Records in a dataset
* * *

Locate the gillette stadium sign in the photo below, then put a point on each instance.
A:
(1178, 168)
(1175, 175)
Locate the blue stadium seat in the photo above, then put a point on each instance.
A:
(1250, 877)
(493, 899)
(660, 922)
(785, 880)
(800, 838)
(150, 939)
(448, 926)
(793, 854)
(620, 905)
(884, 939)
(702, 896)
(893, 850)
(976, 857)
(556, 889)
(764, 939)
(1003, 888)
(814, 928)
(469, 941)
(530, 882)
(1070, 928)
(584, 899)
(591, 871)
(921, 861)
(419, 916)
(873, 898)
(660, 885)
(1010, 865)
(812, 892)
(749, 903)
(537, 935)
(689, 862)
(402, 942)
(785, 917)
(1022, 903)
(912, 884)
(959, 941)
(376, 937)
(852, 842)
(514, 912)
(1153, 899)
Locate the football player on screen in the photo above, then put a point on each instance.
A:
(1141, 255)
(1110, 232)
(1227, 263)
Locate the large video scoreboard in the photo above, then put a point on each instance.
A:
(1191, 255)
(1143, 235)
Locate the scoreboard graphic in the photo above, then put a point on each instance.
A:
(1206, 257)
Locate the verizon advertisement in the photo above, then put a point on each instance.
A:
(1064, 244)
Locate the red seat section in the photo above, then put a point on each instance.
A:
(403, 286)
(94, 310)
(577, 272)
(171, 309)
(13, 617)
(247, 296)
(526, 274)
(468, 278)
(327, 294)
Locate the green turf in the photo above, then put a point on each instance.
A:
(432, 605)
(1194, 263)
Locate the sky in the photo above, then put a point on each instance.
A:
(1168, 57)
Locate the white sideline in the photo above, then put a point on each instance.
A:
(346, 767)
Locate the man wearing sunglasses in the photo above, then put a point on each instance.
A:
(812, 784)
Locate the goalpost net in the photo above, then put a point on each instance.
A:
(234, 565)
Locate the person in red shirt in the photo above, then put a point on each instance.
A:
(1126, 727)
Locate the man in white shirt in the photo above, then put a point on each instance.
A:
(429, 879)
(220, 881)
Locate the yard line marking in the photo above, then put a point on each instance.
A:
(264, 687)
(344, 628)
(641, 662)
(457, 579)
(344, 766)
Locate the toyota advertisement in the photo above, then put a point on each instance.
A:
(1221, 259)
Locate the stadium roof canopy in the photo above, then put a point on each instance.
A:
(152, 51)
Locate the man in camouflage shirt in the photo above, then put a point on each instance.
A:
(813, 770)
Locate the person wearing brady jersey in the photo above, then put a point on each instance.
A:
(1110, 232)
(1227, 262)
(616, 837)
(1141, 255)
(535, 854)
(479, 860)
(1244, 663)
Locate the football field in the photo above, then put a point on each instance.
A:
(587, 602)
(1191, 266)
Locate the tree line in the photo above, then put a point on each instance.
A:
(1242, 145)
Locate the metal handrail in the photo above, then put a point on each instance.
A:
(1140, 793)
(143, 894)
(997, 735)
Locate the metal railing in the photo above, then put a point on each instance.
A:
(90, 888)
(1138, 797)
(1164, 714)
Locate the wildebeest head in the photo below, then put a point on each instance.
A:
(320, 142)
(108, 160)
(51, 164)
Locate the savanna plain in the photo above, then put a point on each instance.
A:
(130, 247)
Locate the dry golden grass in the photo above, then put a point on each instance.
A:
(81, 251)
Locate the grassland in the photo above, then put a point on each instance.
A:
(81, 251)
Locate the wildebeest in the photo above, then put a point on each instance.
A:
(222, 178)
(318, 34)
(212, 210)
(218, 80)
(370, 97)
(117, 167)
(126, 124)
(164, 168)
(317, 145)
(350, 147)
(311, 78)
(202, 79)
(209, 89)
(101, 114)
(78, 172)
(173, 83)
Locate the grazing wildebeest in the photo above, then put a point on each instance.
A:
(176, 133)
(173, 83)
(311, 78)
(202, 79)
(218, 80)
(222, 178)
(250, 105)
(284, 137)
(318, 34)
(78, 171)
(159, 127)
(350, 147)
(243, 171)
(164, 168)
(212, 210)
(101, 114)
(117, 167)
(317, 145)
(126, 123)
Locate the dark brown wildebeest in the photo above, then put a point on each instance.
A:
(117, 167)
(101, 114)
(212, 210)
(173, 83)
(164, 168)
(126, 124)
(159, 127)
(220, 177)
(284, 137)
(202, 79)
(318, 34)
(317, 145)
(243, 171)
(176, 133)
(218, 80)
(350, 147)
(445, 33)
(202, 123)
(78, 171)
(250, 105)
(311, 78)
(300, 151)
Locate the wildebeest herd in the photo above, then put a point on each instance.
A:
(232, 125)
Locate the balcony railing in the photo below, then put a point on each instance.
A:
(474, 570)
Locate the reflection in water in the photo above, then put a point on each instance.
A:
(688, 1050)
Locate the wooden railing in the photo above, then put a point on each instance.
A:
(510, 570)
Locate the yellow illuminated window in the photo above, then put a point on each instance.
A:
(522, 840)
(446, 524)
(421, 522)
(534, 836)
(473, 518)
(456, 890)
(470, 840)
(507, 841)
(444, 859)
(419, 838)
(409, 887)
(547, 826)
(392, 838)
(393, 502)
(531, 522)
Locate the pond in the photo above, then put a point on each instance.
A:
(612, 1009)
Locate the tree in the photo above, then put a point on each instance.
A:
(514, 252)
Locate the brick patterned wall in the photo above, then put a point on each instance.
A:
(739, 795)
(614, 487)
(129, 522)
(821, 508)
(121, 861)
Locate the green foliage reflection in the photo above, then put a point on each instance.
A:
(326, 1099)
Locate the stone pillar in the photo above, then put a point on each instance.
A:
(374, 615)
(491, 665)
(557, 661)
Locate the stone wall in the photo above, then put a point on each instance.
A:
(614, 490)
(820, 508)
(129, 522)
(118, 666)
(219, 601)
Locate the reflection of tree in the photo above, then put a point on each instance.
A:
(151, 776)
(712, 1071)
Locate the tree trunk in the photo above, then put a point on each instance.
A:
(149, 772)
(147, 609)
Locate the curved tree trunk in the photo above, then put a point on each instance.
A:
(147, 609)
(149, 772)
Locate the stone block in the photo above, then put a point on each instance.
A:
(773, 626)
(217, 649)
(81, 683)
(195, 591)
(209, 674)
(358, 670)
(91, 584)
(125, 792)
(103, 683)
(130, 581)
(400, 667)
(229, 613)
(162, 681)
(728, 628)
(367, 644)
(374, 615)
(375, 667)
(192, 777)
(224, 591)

* * *

__GIVEN PROBLEM__: Please convert the lines above into a Markdown table with the columns "Row" and "Line," numbering each row and omitting blank lines.

__WRITTEN RESPONSE__:
| Row | Line |
|---|---|
| 1 | Locate the gillette stadium sign in the photo below, then put a point on each instance. |
| 2 | A: |
| 3 | (1178, 168) |
| 4 | (1175, 175) |
| 5 | Locate the blue stadium seat in the photo above, then put a point on each instance. |
| 6 | A: |
| 7 | (1250, 877) |
| 8 | (493, 899) |
| 9 | (660, 922) |
| 10 | (785, 880) |
| 11 | (800, 838) |
| 12 | (150, 939) |
| 13 | (448, 926) |
| 14 | (793, 854) |
| 15 | (620, 905) |
| 16 | (884, 939) |
| 17 | (702, 896) |
| 18 | (893, 850) |
| 19 | (976, 857) |
| 20 | (556, 889) |
| 21 | (764, 939) |
| 22 | (1003, 888) |
| 23 | (814, 928) |
| 24 | (469, 941) |
| 25 | (530, 882) |
| 26 | (1070, 928) |
| 27 | (584, 899) |
| 28 | (591, 871) |
| 29 | (921, 861) |
| 30 | (419, 916) |
| 31 | (873, 898) |
| 32 | (660, 885) |
| 33 | (1010, 865) |
| 34 | (812, 892) |
| 35 | (749, 903) |
| 36 | (537, 935) |
| 37 | (689, 862) |
| 38 | (402, 942) |
| 39 | (785, 917) |
| 40 | (1022, 903) |
| 41 | (912, 884) |
| 42 | (959, 941) |
| 43 | (376, 937) |
| 44 | (852, 842) |
| 45 | (514, 912) |
| 46 | (1153, 899) |
| 47 | Locate the football player on screen in the photo above, then put a point on each instance. |
| 48 | A: |
| 49 | (1141, 255) |
| 50 | (1110, 232) |
| 51 | (1227, 263) |
| 52 | Locate the large video scoreboard in the photo above, then put a point on each instance. |
| 53 | A: |
| 54 | (1191, 255) |
| 55 | (1143, 235) |
| 56 | Locate the scoreboard graphic in the photo above, then put a point on each instance. |
| 57 | A: |
| 58 | (1206, 257) |
| 59 | Locate the verizon advertisement in the photo above, then put a point on each instance. |
| 60 | A: |
| 61 | (1064, 244) |
| 62 | Locate the red seat section in the photo above, then put a point on each instance. |
| 63 | A: |
| 64 | (403, 286) |
| 65 | (94, 310) |
| 66 | (577, 272) |
| 67 | (171, 309) |
| 68 | (13, 617) |
| 69 | (247, 296) |
| 70 | (526, 274) |
| 71 | (468, 278) |
| 72 | (327, 294) |
| 73 | Locate the green turf in the photo above, then put a point on each instance. |
| 74 | A: |
| 75 | (432, 605) |
| 76 | (1194, 263) |
| 77 | Locate the sky in the photo above, then put a point on each instance. |
| 78 | A: |
| 79 | (1168, 57) |
| 80 | Locate the white sideline in the photo above, then put a point on each instance. |
| 81 | A: |
| 82 | (346, 767) |
| 83 | Locate the man wearing sunglasses in the photo above, then put a point on each instance. |
| 84 | A: |
| 85 | (812, 784) |
| 86 | Locate the goalpost net in the photo above, then put a point on each instance. |
| 87 | A: |
| 88 | (234, 565) |
| 89 | Locate the person in red shirt in the photo above, then put a point on each instance. |
| 90 | A: |
| 91 | (1126, 727) |
| 92 | Locate the man in white shirt in the photo above, then put a point on each instance. |
| 93 | A: |
| 94 | (429, 879) |
| 95 | (220, 881) |
| 96 | Locate the yard line marking in the photo above, then put a point on each instance. |
| 97 | A: |
| 98 | (264, 687) |
| 99 | (344, 628) |
| 100 | (641, 662) |
| 101 | (457, 579) |
| 102 | (344, 766) |
| 103 | Locate the toyota advertisement in the photo above, then put a point on each instance. |
| 104 | A: |
| 105 | (1221, 259) |
| 106 | Locate the stadium roof canopy in the photo above, then put a point on each instance. |
| 107 | A: |
| 108 | (152, 51) |
| 109 | Locate the man in camouflage shirt in the photo above, then put a point on each instance. |
| 110 | A: |
| 111 | (813, 770) |
| 112 | Locate the person wearing brady jersey in the photo above, then put a point on each instance. |
| 113 | A: |
| 114 | (1110, 232) |
| 115 | (1227, 262) |
| 116 | (616, 837) |
| 117 | (1141, 255) |
| 118 | (535, 854) |
| 119 | (479, 860) |
| 120 | (1244, 663) |
| 121 | Locate the football field in the photo above, then put a point on each instance. |
| 122 | A: |
| 123 | (587, 602) |
| 124 | (1191, 266) |
| 125 | Locate the tree line in the photo above, then put a point on each instance. |
| 126 | A: |
| 127 | (1242, 145) |
| 128 | Locate the metal handrail in the photo above, then put a point on each instance. |
| 129 | A: |
| 130 | (1140, 793) |
| 131 | (143, 894) |
| 132 | (997, 735) |
| 133 | Locate the metal railing in the photo above, then put a point on each instance. |
| 134 | A: |
| 135 | (90, 888) |
| 136 | (1138, 797) |
| 137 | (1164, 714) |
| 138 | Locate the wildebeest head in the photo below, then put a point on each instance. |
| 139 | A: |
| 140 | (320, 142) |
| 141 | (108, 160) |
| 142 | (51, 164) |
| 143 | Locate the savanna plain in the photo above, then put a point on each instance. |
| 144 | A: |
| 145 | (130, 247) |
| 146 | Locate the dry golden grass in the photo above, then put a point on each instance. |
| 147 | A: |
| 148 | (81, 251) |
| 149 | Locate the grassland in the photo above, then put a point on each instance. |
| 150 | A: |
| 151 | (81, 251) |
| 152 | Locate the wildebeest in the photo above, then put a point on each instance. |
| 153 | A: |
| 154 | (222, 178) |
| 155 | (318, 34) |
| 156 | (212, 210) |
| 157 | (218, 80) |
| 158 | (370, 97) |
| 159 | (117, 167) |
| 160 | (126, 124) |
| 161 | (164, 168) |
| 162 | (317, 145) |
| 163 | (350, 147) |
| 164 | (311, 78) |
| 165 | (202, 79) |
| 166 | (209, 89) |
| 167 | (101, 114) |
| 168 | (78, 172) |
| 169 | (173, 83) |
| 170 | Locate the grazing wildebeest in the photo above, then put a point on each instance. |
| 171 | A: |
| 172 | (176, 133) |
| 173 | (173, 83) |
| 174 | (311, 78) |
| 175 | (202, 79) |
| 176 | (218, 80) |
| 177 | (222, 178) |
| 178 | (250, 105) |
| 179 | (284, 137) |
| 180 | (318, 34) |
| 181 | (78, 171) |
| 182 | (159, 127) |
| 183 | (350, 147) |
| 184 | (243, 171) |
| 185 | (164, 168) |
| 186 | (212, 210) |
| 187 | (101, 114) |
| 188 | (117, 167) |
| 189 | (317, 145) |
| 190 | (126, 123) |
| 191 | Locate the dark brown wildebeest in the photo above, then put a point on each instance. |
| 192 | A: |
| 193 | (117, 167) |
| 194 | (101, 114) |
| 195 | (212, 210) |
| 196 | (173, 83) |
| 197 | (164, 168) |
| 198 | (126, 124) |
| 199 | (159, 127) |
| 200 | (220, 177) |
| 201 | (284, 137) |
| 202 | (202, 79) |
| 203 | (318, 34) |
| 204 | (317, 145) |
| 205 | (243, 171) |
| 206 | (176, 133) |
| 207 | (218, 80) |
| 208 | (350, 147) |
| 209 | (445, 33) |
| 210 | (202, 123) |
| 211 | (78, 171) |
| 212 | (250, 105) |
| 213 | (311, 78) |
| 214 | (300, 151) |
| 215 | Locate the wildebeest herd in the photo above, then put a point on each instance. |
| 216 | A: |
| 217 | (232, 125) |
| 218 | Locate the balcony railing in the photo below, then put a point on each instance. |
| 219 | A: |
| 220 | (474, 570) |
| 221 | Locate the reflection in water in the photo above, then put a point on each instance. |
| 222 | A: |
| 223 | (688, 1050) |
| 224 | Locate the wooden railing in the photo above, then put a point on each instance. |
| 225 | A: |
| 226 | (510, 570) |
| 227 | Locate the yellow illuminated window in the photo above, then put a point on each instance. |
| 228 | A: |
| 229 | (522, 840) |
| 230 | (446, 524) |
| 231 | (421, 522) |
| 232 | (534, 836) |
| 233 | (473, 518) |
| 234 | (456, 890) |
| 235 | (470, 840) |
| 236 | (507, 841) |
| 237 | (444, 859) |
| 238 | (419, 838) |
| 239 | (409, 887) |
| 240 | (547, 826) |
| 241 | (392, 838) |
| 242 | (393, 502) |
| 243 | (531, 522) |
| 244 | Locate the pond in the photo above, then put a point on each instance. |
| 245 | A: |
| 246 | (612, 1009) |
| 247 | Locate the tree in the photo above, then put a point on each instance. |
| 248 | A: |
| 249 | (514, 252) |
| 250 | Locate the brick patterned wall in the photo above, then put a point on each instance. |
| 251 | A: |
| 252 | (739, 795) |
| 253 | (614, 487) |
| 254 | (129, 522) |
| 255 | (821, 508) |
| 256 | (121, 861) |
| 257 | Locate the green foliage reflection in the photo above, then put a point on each instance. |
| 258 | A: |
| 259 | (326, 1099) |
| 260 | Locate the stone pillar in the photo above, then put a point on each instance. |
| 261 | A: |
| 262 | (374, 615) |
| 263 | (491, 665) |
| 264 | (557, 661) |
| 265 | Locate the stone wall in the photo above, then put a point on each instance. |
| 266 | A: |
| 267 | (614, 490) |
| 268 | (820, 508) |
| 269 | (129, 522) |
| 270 | (118, 666) |
| 271 | (219, 601) |
| 272 | Locate the reflection of tree in the photo above, then put a point on each instance. |
| 273 | A: |
| 274 | (151, 776) |
| 275 | (712, 1071) |
| 276 | Locate the tree trunk in the photo above, then put a point on each instance. |
| 277 | A: |
| 278 | (149, 772) |
| 279 | (147, 609) |
| 280 | Locate the curved tree trunk in the photo above, then put a point on each instance. |
| 281 | A: |
| 282 | (147, 609) |
| 283 | (149, 772) |
| 284 | Locate the stone block in the photo above, then put a point on each instance. |
| 285 | A: |
| 286 | (773, 626) |
| 287 | (217, 649) |
| 288 | (81, 683) |
| 289 | (195, 591) |
| 290 | (209, 674) |
| 291 | (358, 670) |
| 292 | (91, 584) |
| 293 | (125, 792) |
| 294 | (103, 683) |
| 295 | (130, 581) |
| 296 | (400, 667) |
| 297 | (229, 613) |
| 298 | (162, 681) |
| 299 | (728, 628) |
| 300 | (367, 644) |
| 301 | (374, 615) |
| 302 | (375, 667) |
| 303 | (192, 777) |
| 304 | (224, 591) |